(Collection entries)
>>>

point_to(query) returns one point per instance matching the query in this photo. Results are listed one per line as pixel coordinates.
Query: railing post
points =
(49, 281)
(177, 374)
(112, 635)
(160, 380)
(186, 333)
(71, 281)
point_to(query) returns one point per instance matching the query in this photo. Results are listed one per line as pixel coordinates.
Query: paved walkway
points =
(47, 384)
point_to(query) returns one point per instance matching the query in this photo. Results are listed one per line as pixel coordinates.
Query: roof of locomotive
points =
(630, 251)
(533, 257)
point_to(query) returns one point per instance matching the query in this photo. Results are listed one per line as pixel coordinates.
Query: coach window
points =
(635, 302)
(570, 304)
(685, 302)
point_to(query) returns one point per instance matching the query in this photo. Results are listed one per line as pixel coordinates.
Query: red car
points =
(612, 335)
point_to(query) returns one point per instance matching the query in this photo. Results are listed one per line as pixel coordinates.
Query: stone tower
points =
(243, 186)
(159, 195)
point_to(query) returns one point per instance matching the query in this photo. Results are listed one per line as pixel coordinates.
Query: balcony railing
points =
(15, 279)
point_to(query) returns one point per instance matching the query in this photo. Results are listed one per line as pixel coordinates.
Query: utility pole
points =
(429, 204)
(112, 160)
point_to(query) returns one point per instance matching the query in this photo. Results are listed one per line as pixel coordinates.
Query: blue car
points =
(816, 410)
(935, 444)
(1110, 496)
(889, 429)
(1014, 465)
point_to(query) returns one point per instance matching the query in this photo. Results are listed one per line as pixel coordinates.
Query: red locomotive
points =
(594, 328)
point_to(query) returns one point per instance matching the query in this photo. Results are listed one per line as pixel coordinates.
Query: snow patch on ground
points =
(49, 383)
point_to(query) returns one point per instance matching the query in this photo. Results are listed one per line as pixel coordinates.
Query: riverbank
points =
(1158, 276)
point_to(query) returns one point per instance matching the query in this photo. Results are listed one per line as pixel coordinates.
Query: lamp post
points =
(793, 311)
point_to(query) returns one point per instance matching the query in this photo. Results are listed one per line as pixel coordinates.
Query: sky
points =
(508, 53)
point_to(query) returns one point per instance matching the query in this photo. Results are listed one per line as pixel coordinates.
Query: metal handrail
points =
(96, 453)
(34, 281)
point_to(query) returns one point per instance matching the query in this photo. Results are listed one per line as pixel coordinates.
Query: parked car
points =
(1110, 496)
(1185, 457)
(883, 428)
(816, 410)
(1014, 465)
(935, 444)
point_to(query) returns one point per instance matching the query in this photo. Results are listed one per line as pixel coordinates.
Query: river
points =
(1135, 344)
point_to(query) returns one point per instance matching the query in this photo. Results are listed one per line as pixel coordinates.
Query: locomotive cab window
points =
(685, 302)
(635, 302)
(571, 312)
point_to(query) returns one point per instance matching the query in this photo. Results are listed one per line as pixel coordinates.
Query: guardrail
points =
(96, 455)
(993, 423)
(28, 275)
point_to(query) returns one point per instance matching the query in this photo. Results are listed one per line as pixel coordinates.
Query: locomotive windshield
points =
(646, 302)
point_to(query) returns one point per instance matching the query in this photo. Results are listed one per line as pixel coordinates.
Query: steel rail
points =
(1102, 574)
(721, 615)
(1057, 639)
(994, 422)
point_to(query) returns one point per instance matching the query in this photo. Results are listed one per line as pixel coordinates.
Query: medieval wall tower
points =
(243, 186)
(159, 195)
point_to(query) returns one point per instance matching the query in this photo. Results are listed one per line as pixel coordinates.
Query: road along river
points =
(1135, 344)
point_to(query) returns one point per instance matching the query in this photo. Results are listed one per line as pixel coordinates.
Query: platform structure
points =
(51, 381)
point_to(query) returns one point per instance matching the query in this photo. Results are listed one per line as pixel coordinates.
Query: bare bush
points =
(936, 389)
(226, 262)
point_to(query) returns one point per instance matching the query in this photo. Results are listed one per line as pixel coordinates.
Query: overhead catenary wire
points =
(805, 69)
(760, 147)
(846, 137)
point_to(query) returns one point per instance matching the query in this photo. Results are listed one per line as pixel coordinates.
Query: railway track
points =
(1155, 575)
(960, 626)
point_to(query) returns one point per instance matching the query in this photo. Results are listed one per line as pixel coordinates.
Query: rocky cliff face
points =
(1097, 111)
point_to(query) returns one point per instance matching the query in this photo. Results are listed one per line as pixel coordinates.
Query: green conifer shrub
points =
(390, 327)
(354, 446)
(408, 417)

<<<

— Set task —
Please find every line in the items above that contains the string "tower", and copy each such line. Case counts.

— Answer to the task —
Query: stone tower
Query: medieval wall tower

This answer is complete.